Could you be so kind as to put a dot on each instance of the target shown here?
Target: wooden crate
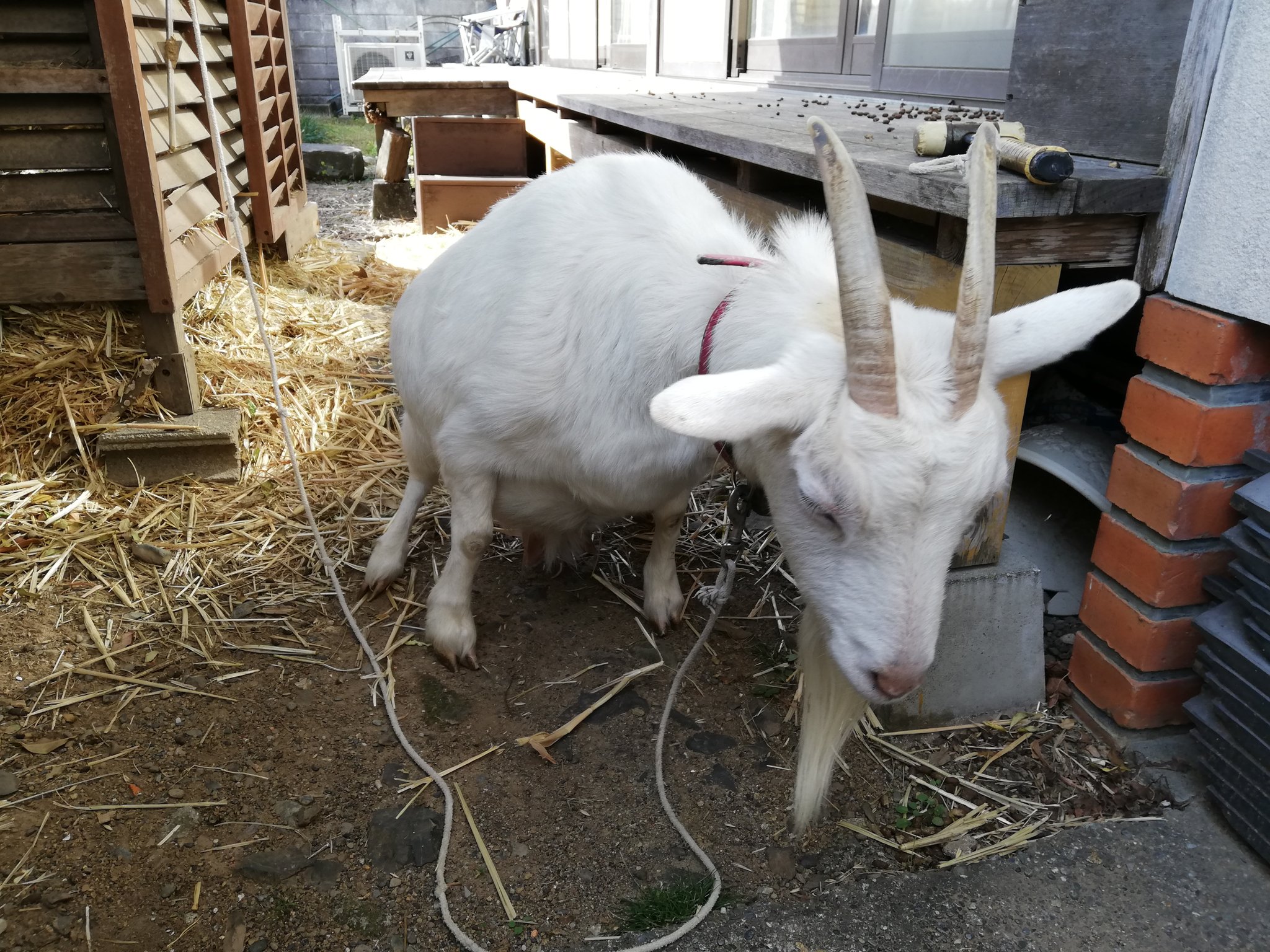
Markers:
(451, 198)
(461, 145)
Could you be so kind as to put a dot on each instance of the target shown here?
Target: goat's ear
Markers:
(739, 404)
(1047, 330)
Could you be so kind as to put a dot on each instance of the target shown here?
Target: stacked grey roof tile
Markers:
(1232, 715)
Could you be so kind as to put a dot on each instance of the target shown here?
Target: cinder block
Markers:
(1132, 699)
(393, 200)
(1162, 573)
(208, 452)
(1150, 639)
(1178, 501)
(1194, 425)
(991, 655)
(333, 163)
(1204, 346)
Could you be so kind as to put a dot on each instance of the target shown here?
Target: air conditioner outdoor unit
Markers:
(358, 51)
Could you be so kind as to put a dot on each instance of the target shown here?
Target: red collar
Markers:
(708, 334)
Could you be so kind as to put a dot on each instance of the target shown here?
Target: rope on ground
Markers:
(945, 163)
(722, 589)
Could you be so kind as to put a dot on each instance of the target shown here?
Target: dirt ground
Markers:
(242, 791)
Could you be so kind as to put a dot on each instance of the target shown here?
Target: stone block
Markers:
(207, 452)
(333, 163)
(991, 656)
(393, 200)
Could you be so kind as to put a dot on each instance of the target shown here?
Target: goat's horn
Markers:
(863, 293)
(978, 272)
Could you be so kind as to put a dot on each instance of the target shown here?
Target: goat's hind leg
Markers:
(388, 560)
(664, 598)
(450, 626)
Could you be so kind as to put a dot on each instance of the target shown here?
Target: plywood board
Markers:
(1098, 77)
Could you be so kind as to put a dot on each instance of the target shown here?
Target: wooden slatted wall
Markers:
(65, 229)
(193, 207)
(99, 180)
(271, 118)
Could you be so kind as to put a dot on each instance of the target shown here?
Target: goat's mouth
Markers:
(879, 685)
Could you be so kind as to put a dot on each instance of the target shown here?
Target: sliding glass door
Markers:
(812, 36)
(624, 33)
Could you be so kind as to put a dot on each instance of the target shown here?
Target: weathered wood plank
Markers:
(120, 46)
(46, 52)
(52, 79)
(1098, 77)
(453, 102)
(71, 271)
(46, 18)
(58, 192)
(66, 226)
(1099, 240)
(54, 149)
(1201, 54)
(48, 110)
(768, 130)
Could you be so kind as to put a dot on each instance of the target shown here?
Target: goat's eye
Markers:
(818, 512)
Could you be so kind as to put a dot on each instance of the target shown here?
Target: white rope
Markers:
(945, 163)
(723, 588)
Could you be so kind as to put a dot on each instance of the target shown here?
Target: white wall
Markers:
(1222, 257)
(313, 43)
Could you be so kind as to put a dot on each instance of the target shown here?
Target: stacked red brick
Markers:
(1198, 405)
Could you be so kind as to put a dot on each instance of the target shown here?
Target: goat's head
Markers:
(877, 461)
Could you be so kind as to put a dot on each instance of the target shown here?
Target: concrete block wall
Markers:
(313, 40)
(1201, 403)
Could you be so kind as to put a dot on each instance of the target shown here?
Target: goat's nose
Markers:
(895, 682)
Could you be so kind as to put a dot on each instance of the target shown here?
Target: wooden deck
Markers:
(761, 127)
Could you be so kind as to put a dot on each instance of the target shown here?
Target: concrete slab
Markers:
(206, 448)
(1183, 884)
(991, 656)
(393, 200)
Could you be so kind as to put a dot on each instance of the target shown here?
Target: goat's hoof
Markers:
(665, 611)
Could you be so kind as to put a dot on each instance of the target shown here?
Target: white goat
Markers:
(548, 369)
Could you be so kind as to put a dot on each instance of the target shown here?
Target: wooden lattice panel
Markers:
(193, 203)
(271, 120)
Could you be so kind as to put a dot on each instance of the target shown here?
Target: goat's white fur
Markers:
(546, 366)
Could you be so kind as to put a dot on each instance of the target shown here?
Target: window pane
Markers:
(951, 33)
(630, 22)
(866, 18)
(781, 19)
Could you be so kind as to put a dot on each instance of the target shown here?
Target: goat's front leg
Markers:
(450, 625)
(664, 598)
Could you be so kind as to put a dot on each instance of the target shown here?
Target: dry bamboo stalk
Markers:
(1001, 753)
(99, 641)
(126, 679)
(543, 741)
(489, 862)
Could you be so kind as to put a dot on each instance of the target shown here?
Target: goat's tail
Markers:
(831, 710)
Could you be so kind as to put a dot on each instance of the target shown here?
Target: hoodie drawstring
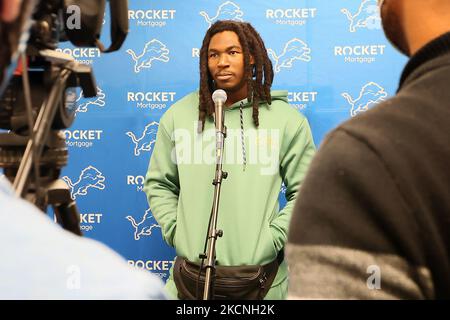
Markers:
(244, 157)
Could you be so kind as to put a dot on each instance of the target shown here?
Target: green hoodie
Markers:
(182, 167)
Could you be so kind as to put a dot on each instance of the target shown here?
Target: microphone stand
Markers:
(213, 233)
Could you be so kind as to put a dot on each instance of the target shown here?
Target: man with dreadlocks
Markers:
(268, 142)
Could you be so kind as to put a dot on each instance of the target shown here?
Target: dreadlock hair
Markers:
(259, 76)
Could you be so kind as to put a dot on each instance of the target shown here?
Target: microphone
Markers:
(219, 97)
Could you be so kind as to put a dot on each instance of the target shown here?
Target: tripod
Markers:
(34, 161)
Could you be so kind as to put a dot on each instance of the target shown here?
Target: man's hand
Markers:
(9, 10)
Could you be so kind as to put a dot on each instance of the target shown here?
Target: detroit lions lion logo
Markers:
(226, 11)
(367, 16)
(145, 226)
(370, 95)
(294, 49)
(98, 101)
(146, 140)
(154, 50)
(90, 177)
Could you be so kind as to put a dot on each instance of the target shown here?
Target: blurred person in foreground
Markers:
(374, 217)
(40, 260)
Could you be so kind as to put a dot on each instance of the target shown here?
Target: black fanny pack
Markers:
(230, 282)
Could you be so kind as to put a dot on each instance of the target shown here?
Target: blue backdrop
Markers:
(342, 65)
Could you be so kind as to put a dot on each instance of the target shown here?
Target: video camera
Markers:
(37, 93)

* Instructions for the task *
Transcribe the listing above in full. Pictures are not part of the copy.

* Output of the exercise *
Could you be so kind as to put a dot on each instance of the target shown here?
Target: wooden crate
Markers:
(451, 198)
(461, 145)
Could you be so kind as to put a dot on each instance of the target shown here?
Target: goat's ear
Markers:
(739, 404)
(1047, 330)
Could you be so kind as to put a dot on each instance of the target shown here?
Target: stacked grey roof tile
Markers:
(1232, 715)
Could you be so kind as to put a dot on each instance of the target shown here?
Target: cinder block
Markers:
(1132, 699)
(393, 200)
(1162, 573)
(208, 452)
(1150, 639)
(1178, 501)
(1194, 425)
(991, 655)
(333, 163)
(1204, 346)
Could you be so kind as to put a dot on each instance of the target shown here?
Target: air conditioner outdoor unit
Markers:
(358, 51)
Could you be so kind as to put a dot on each instance of the target shown here?
Target: red collar
Markers:
(708, 334)
Could you be so kind as to put a dot on each instance of the target shown here?
Target: rope on ground
Markers:
(945, 163)
(722, 589)
Could you be so kind as to put a dot on each instance of the target shown here?
Target: dirt ground
Markers:
(242, 791)
Could you be so kind as to put a dot on each instance of the target shown here?
Target: stone block
Markers:
(207, 452)
(333, 163)
(991, 656)
(393, 200)
Could you be so kind as to put a dot on each instance of the target shown here?
Target: goat's horn
Markers:
(863, 293)
(978, 272)
Could you be so kind as to put a dot on each instance of the target shown here?
Target: goat's hind leg
Markers:
(388, 560)
(664, 598)
(450, 626)
Could you be so kind as to put a dot on each instance of the target shown here?
Target: plywood board
Markers:
(1098, 77)
Could you be so kind as to put a dot on each instance of the target shown here?
Target: wooden slatted wall
Markers:
(65, 229)
(193, 207)
(99, 180)
(271, 118)
Could you be so kind as to put a dot on each instance of the target shown here?
Target: goat's mouth
Markers:
(879, 685)
Could you be so kind as to put a dot on each instance of the target shown here?
Target: sliding glass door
Markers:
(812, 36)
(624, 33)
Could you be so kind as to put a dot on each instance of the target shown here?
Target: weathered wood plank
Markers:
(120, 46)
(46, 52)
(52, 79)
(1098, 77)
(453, 102)
(71, 271)
(46, 18)
(58, 192)
(66, 226)
(1099, 240)
(54, 149)
(1201, 54)
(48, 110)
(768, 130)
Could you be so kind as to put a dot on each instance of the target shown here?
Target: goat's eye
Markers:
(818, 512)
Could you be so kind as to put a dot on each instance of the target shown here?
Target: white rope
Markers:
(945, 163)
(723, 588)
Could you be so kind as to put a dot on each instance of the target shown here?
Target: white wall
Markers:
(1222, 257)
(313, 43)
Could you be so kind as to put a dot on each instance of the target shown here?
Target: stacked red brick
Markers:
(1198, 405)
Could you be so kind as to put a dot on each instance of the target shown here?
Target: goat's head
Markers:
(877, 461)
Could you be so kind as to put a dot on each instance of the target shown here?
Target: concrete block wall
Markers:
(313, 40)
(1201, 403)
Could you be so kind as to put a dot on each instance of the target shown here?
Target: goat's nose
Markers:
(895, 682)
Could you be so kind as to put a dot on each instance of the target shown here?
Target: wooden deck
Markers:
(761, 127)
Could you be so kind as to put a dot on each instance of the target shown here?
Target: concrete slab
Markers:
(206, 448)
(1183, 884)
(991, 656)
(393, 200)
Could you be so kind as to put a dot on each instance of the target shown here?
Target: goat's hoof
Markers:
(665, 611)
Could you be so kind as to put a dot on each instance of the target shown here?
Target: white goat
Markers:
(548, 369)
Could you be so kind as to put a dot on each instance of the target shown here?
Target: wooden lattice panel
Markers:
(193, 203)
(271, 120)
Could you be so kind as to put a dot on each instance of the target shown here?
Target: goat's white fur
Markers:
(546, 366)
Could you be so kind as to put a dot on each instance of the target shown here?
Target: window pane
Markers:
(951, 33)
(630, 22)
(866, 18)
(781, 19)
Could you be so kind as to put a dot on each instance of the target shown here?
Target: goat's front leg
Markers:
(450, 625)
(664, 598)
Could you be so kind as to put a dot on each instance of the target shown here?
Target: dry bamboo stalk
Markers:
(1001, 753)
(99, 641)
(126, 679)
(543, 741)
(489, 862)
Could you be so kind as to put a dot on each instance of the target shown here?
Target: goat's tail
Markers:
(831, 710)
Could you be so kind as to put a dot on each instance of the target shown here?
Target: hoodie drawstring
Markers:
(244, 157)
Could you be so kind as to put a dot on each instance of the target shown here?
Target: green hoodie
Markers:
(182, 167)
Could you be so kind as to put a dot on each instance of the target shown here?
Target: microphone stand
Markers:
(213, 233)
Could you be so kind as to put a dot on each instance of the target shown here?
Target: man with dreadlocks
Markers:
(268, 142)
Could you be so kind as to put a dot on each instance of the target shown here?
Target: dreadlock hair
Markers:
(259, 76)
Could you be so kind as to put a dot on each instance of the target shown here?
Target: microphone
Markers:
(219, 97)
Could you be so kind as to put a dot on each instance of the target shown here?
Target: tripod
Markers:
(34, 161)
Could you be so kind as to put a dot on each instance of the target shown here?
Target: man's hand
Markers:
(9, 10)
Could you be so kind as to put a dot on each instance of the target shown here?
Target: detroit lions lion logo
Markers:
(226, 11)
(367, 16)
(145, 226)
(370, 95)
(294, 49)
(98, 101)
(146, 140)
(154, 50)
(90, 177)
Could you be so kind as to put a dot on each instance of the target shown here?
Target: blurred person in foreground
Markers:
(374, 217)
(40, 260)
Could you be so kind as to put a dot on each instance of the target shown here?
Target: black fanny pack
Markers:
(230, 282)
Could you be so kind as to put a dot on each instance of the target shown here?
Target: blue backdrop
Markers:
(342, 65)
Could you be so kind as to put a dot on each instance of the target shown here?
Target: video camera
Markers:
(37, 93)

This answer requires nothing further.